Records excerpted from a collection
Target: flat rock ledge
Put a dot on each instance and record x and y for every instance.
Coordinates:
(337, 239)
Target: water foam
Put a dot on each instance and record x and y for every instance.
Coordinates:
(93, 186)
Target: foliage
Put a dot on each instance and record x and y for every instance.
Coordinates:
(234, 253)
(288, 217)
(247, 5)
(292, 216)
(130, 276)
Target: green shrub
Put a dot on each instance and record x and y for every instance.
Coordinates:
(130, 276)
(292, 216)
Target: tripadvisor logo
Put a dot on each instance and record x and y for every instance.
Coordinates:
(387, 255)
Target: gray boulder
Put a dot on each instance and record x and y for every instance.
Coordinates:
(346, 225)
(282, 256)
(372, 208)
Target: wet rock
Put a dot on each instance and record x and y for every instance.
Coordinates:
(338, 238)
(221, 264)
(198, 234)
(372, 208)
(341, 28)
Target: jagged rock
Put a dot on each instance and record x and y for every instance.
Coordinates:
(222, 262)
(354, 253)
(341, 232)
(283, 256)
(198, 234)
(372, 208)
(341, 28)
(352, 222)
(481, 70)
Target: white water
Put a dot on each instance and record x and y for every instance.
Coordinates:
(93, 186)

ASSIGNMENT:
What you give back should be only the lines of the records above, starting at the line with "Target: water foam" and ending at the line with "Target: tripadvisor logo", restated word for word.

YOUR SOLUTION:
Target: water foam
Put a dot on each instance and record x and y for every instance.
Coordinates:
(93, 186)
Target: foliage
Put a dot on each instance and record x and y for every instance.
Coordinates:
(234, 253)
(288, 217)
(247, 5)
(292, 216)
(130, 276)
Target: green shrub
Put a dot on each instance and record x and y for every instance.
Coordinates:
(130, 276)
(292, 216)
Target: tripadvisor logo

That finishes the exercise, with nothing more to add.